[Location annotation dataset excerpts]

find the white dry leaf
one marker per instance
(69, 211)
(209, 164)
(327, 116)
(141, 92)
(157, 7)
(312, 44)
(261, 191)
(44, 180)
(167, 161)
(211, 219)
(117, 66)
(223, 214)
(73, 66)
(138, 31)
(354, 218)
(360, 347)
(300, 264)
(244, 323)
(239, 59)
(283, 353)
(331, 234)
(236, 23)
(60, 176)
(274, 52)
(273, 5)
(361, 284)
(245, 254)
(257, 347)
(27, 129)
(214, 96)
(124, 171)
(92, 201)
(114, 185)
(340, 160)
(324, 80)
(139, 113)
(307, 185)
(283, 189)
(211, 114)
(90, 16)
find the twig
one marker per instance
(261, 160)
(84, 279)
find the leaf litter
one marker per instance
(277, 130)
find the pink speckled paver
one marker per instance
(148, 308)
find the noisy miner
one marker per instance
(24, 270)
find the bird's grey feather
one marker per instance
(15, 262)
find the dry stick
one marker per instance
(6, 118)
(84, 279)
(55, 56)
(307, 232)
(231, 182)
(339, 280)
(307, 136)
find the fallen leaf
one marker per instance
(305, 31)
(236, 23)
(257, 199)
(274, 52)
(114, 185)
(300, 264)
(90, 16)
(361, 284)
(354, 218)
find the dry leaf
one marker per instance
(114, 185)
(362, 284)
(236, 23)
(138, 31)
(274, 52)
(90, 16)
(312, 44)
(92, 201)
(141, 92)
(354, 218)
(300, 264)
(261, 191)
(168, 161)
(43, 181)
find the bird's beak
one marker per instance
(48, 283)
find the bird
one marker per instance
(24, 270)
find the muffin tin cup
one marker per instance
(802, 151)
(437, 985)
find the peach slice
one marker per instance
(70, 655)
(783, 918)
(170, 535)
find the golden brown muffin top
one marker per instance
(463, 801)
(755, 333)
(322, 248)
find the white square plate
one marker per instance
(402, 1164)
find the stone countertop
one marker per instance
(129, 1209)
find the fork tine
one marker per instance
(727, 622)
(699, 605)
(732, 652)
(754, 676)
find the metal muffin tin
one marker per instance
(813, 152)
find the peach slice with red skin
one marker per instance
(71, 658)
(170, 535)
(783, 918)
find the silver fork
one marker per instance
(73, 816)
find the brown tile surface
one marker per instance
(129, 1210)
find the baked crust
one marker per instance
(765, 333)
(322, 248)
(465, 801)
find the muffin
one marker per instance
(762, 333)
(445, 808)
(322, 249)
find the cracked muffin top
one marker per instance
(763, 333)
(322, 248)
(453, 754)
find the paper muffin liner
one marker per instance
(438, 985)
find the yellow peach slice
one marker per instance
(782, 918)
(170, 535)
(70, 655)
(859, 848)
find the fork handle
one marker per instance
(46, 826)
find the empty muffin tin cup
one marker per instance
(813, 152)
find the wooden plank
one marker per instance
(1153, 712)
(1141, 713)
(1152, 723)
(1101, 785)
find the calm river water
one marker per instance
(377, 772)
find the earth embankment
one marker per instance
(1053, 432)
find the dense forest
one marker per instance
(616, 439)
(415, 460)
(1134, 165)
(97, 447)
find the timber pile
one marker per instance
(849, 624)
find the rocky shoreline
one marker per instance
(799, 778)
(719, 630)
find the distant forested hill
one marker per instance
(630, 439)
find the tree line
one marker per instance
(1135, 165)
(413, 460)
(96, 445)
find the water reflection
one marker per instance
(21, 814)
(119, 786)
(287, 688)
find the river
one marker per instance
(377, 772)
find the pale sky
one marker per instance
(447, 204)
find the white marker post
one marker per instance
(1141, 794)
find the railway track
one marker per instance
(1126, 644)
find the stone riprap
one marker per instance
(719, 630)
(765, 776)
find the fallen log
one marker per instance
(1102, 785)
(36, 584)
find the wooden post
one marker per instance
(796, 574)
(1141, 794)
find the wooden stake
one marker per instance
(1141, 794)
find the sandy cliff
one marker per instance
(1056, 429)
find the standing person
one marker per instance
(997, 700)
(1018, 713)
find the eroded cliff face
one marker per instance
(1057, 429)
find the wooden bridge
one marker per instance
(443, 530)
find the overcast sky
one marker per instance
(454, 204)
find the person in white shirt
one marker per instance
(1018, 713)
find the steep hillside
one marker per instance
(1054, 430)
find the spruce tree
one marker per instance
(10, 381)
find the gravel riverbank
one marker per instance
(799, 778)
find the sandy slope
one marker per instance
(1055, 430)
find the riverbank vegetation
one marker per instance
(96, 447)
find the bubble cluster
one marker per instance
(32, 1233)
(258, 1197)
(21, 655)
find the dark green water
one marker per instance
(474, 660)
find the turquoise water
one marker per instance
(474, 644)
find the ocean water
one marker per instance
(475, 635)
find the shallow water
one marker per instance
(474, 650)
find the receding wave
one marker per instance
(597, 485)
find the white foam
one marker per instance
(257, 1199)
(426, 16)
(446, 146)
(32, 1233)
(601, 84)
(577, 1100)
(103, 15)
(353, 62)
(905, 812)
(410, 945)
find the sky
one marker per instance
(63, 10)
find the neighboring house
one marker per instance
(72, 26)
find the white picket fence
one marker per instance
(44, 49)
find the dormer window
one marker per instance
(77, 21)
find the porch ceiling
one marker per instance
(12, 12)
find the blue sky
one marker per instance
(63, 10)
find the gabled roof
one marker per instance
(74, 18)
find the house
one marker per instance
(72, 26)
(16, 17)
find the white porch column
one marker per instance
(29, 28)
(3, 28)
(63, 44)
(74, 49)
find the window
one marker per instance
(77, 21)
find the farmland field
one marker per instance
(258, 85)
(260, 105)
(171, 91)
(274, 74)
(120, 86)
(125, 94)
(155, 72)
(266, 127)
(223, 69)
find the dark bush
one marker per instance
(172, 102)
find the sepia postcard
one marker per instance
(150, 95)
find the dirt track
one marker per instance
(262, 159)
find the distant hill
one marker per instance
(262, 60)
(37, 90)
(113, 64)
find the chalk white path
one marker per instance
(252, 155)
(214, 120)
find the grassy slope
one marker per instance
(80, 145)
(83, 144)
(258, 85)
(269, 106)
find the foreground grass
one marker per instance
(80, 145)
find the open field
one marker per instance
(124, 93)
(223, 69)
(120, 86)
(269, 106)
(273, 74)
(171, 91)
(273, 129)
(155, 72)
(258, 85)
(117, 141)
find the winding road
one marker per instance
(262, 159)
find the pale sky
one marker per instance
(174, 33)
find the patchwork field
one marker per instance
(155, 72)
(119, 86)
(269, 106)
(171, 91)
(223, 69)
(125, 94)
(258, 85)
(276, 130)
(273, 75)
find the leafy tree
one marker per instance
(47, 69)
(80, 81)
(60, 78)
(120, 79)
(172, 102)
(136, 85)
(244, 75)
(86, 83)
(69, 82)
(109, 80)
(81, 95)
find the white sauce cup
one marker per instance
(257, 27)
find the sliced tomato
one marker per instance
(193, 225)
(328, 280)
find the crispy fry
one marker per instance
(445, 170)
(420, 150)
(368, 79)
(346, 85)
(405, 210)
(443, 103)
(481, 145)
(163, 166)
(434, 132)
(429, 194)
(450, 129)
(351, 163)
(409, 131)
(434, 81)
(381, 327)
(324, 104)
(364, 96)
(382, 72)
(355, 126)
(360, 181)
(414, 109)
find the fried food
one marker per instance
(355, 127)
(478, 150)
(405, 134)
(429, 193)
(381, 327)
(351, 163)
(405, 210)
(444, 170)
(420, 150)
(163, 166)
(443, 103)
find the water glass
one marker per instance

### GIVEN INSTRUCTION
Retype the listing above in full, with no alterations.

### TASK OUTPUT
find the white dry leaf
one marker per instance
(69, 211)
(209, 164)
(327, 116)
(141, 92)
(157, 7)
(312, 44)
(261, 191)
(44, 180)
(167, 161)
(211, 219)
(117, 66)
(223, 214)
(73, 66)
(138, 31)
(354, 218)
(360, 347)
(300, 264)
(244, 323)
(239, 59)
(283, 353)
(331, 234)
(236, 23)
(60, 176)
(274, 52)
(273, 5)
(361, 284)
(245, 254)
(257, 347)
(27, 129)
(214, 96)
(124, 171)
(92, 201)
(114, 185)
(340, 160)
(324, 80)
(139, 113)
(307, 185)
(283, 189)
(211, 114)
(90, 16)
find the twig
one marker per instance
(261, 160)
(84, 279)
find the leaf litter
one marker per instance
(277, 130)
find the pink speckled paver
one marker per instance
(148, 308)
find the noisy miner
one marker per instance
(24, 270)
find the bird's grey feather
one marker per instance
(15, 262)
find the dry stick
one marker per instance
(6, 118)
(84, 279)
(55, 56)
(307, 232)
(231, 182)
(339, 280)
(307, 136)
find the fallen leaf
one marker per instance
(305, 31)
(236, 23)
(257, 199)
(274, 52)
(114, 185)
(300, 264)
(90, 16)
(361, 284)
(354, 218)
find the dry leaf
one marker per instance
(114, 185)
(362, 284)
(236, 23)
(138, 31)
(274, 52)
(90, 16)
(312, 44)
(92, 201)
(141, 92)
(354, 218)
(300, 264)
(261, 191)
(168, 161)
(43, 181)
find the bird's beak
one marker per instance
(48, 283)
find the bird
one marker per instance
(24, 270)
find the muffin tin cup
one marker per instance
(802, 151)
(437, 985)
find the peach slice
one marker per instance
(70, 655)
(783, 918)
(170, 535)
find the golden brown muffin top
one marker per instance
(463, 801)
(755, 333)
(322, 248)
find the white square plate
one marker per instance
(402, 1164)
find the stone countertop
one marker per instance
(129, 1209)
find the fork tine
one marker per instance
(727, 622)
(699, 605)
(732, 652)
(754, 676)
find the metal muffin tin
one marker per instance
(813, 152)
find the peach slice with red skin
one marker per instance
(71, 658)
(170, 535)
(783, 918)
find the silver fork
one marker per instance
(73, 816)
find the brown tile surface
one marker per instance
(129, 1210)
find the baked crust
one marker per instance
(765, 333)
(322, 248)
(465, 801)
find the muffin
one marker per instance
(762, 333)
(445, 808)
(322, 249)
find the cracked muffin top
one marker per instance
(763, 333)
(322, 248)
(453, 754)
find the paper muffin liner
one marker per instance
(438, 985)
find the yellow peach slice
one marker per instance
(782, 918)
(170, 535)
(70, 655)
(859, 848)
find the fork handle
one marker per instance
(46, 826)
find the empty muffin tin cup
one marker per instance
(813, 152)
find the wooden plank
one marker per instance
(1153, 712)
(1141, 713)
(1152, 723)
(1101, 785)
find the calm river water
one marker per instance
(377, 772)
find the earth embankment
one marker per instance
(1053, 432)
find the dense forest
one marker per instance
(616, 439)
(415, 460)
(1134, 165)
(97, 447)
find the timber pile
one marker per instance
(849, 624)
find the rocky shoreline
one marker per instance
(799, 778)
(719, 630)
find the distant forested hill
one marker per instance
(630, 439)
find the tree line
one marker per instance
(1135, 165)
(413, 460)
(96, 445)
find the water reflection
one marker per instance
(21, 814)
(119, 786)
(287, 688)
find the river
one marker per instance
(377, 772)
find the pale sky
one marker per instance
(447, 204)
find the white marker post
one marker per instance
(1141, 794)
find the railway track
one marker per instance
(1126, 644)
find the stone riprap
one marker per instance
(719, 630)
(765, 776)
find the fallen log
one marker per instance
(1102, 785)
(36, 584)
find the wooden post
one marker per instance
(796, 574)
(1141, 794)
find the wooden stake
one marker per instance
(1141, 794)
find the sandy cliff
one marker per instance
(1056, 429)
find the standing person
one marker per instance
(997, 700)
(1018, 713)
find the eroded cliff face
one marker per instance
(1057, 429)
find the wooden bridge
one marker per instance
(443, 530)
find the overcast sky
one marker per instance
(454, 204)
find the person in white shirt
one marker per instance
(1018, 713)
find the steep hillside
one marker per instance
(1054, 430)
find the spruce tree
one marker per instance
(10, 381)
find the gravel riverbank
one marker per instance
(799, 778)
find the sandy slope
one marker per instance
(1055, 430)
find the riverbank vegetation
one marker per instance
(96, 447)
find the bubble cluster
one marker per instance
(32, 1233)
(258, 1197)
(21, 655)
find the dark green water
one marker per instance
(474, 660)
find the turquoise water
one marker per instance
(474, 644)
find the ocean water
one marker per instance
(475, 635)
find the shallow water
one marker per instance
(474, 650)
find the receding wave
one marker per instance
(597, 485)
find the white foam
one marker per instance
(257, 1199)
(426, 16)
(446, 146)
(32, 1233)
(601, 84)
(577, 1100)
(103, 15)
(353, 62)
(905, 812)
(410, 945)
find the sky
one marker per instance
(63, 10)
find the neighboring house
one marker per instance
(72, 26)
find the white picket fence
one marker per instance
(44, 49)
find the dormer window
one marker per instance
(77, 21)
find the porch ceiling
one marker per instance
(12, 12)
find the blue sky
one marker per instance
(63, 10)
find the gabled roof
one marker per instance
(74, 18)
find the house
one marker per instance
(72, 26)
(16, 17)
find the white porch column
one marker per instance
(29, 28)
(3, 28)
(63, 44)
(74, 49)
find the window
one marker per instance
(77, 21)
find the farmland field
one marker per instance
(258, 85)
(260, 105)
(171, 91)
(274, 74)
(120, 86)
(125, 94)
(155, 72)
(266, 127)
(223, 69)
find the dark bush
one marker per instance
(172, 102)
find the sepia postcard
one marker per instance
(150, 95)
find the dirt track
one marker per instance
(262, 159)
find the distant hill
one marker per instance
(262, 60)
(37, 90)
(113, 64)
find the chalk white path
one marker per instance
(252, 155)
(214, 120)
find the grassy slope
one marker per instance
(80, 145)
(83, 144)
(258, 85)
(269, 106)
find the foreground grass
one marker per instance
(80, 145)
find the open field
one marker per instance
(124, 93)
(223, 69)
(120, 86)
(269, 106)
(273, 74)
(171, 91)
(273, 129)
(155, 72)
(258, 85)
(117, 141)
find the winding road
one marker per instance
(262, 159)
find the pale sky
one marker per instance
(174, 33)
find the patchwork field
one marker per instance
(155, 72)
(119, 86)
(269, 106)
(171, 91)
(223, 69)
(125, 94)
(258, 85)
(276, 130)
(273, 75)
find the leafy tree
one marker per instance
(47, 69)
(80, 81)
(60, 78)
(120, 79)
(172, 102)
(136, 85)
(244, 75)
(86, 83)
(69, 82)
(109, 80)
(81, 95)
find the white sauce cup
one marker per instance
(257, 27)
find the sliced tomato
one marker per instance
(193, 225)
(328, 280)
find the crispy fry
one marker per instance
(445, 170)
(420, 150)
(368, 79)
(346, 85)
(405, 210)
(443, 103)
(481, 145)
(163, 166)
(434, 132)
(429, 194)
(450, 129)
(351, 163)
(409, 131)
(434, 81)
(381, 327)
(324, 104)
(364, 96)
(382, 72)
(355, 126)
(360, 181)
(414, 109)
find the fried food
one marker per instance
(355, 127)
(478, 150)
(405, 134)
(429, 193)
(381, 327)
(351, 163)
(405, 210)
(444, 170)
(420, 150)
(163, 166)
(443, 103)
find the water glass
one marker per instance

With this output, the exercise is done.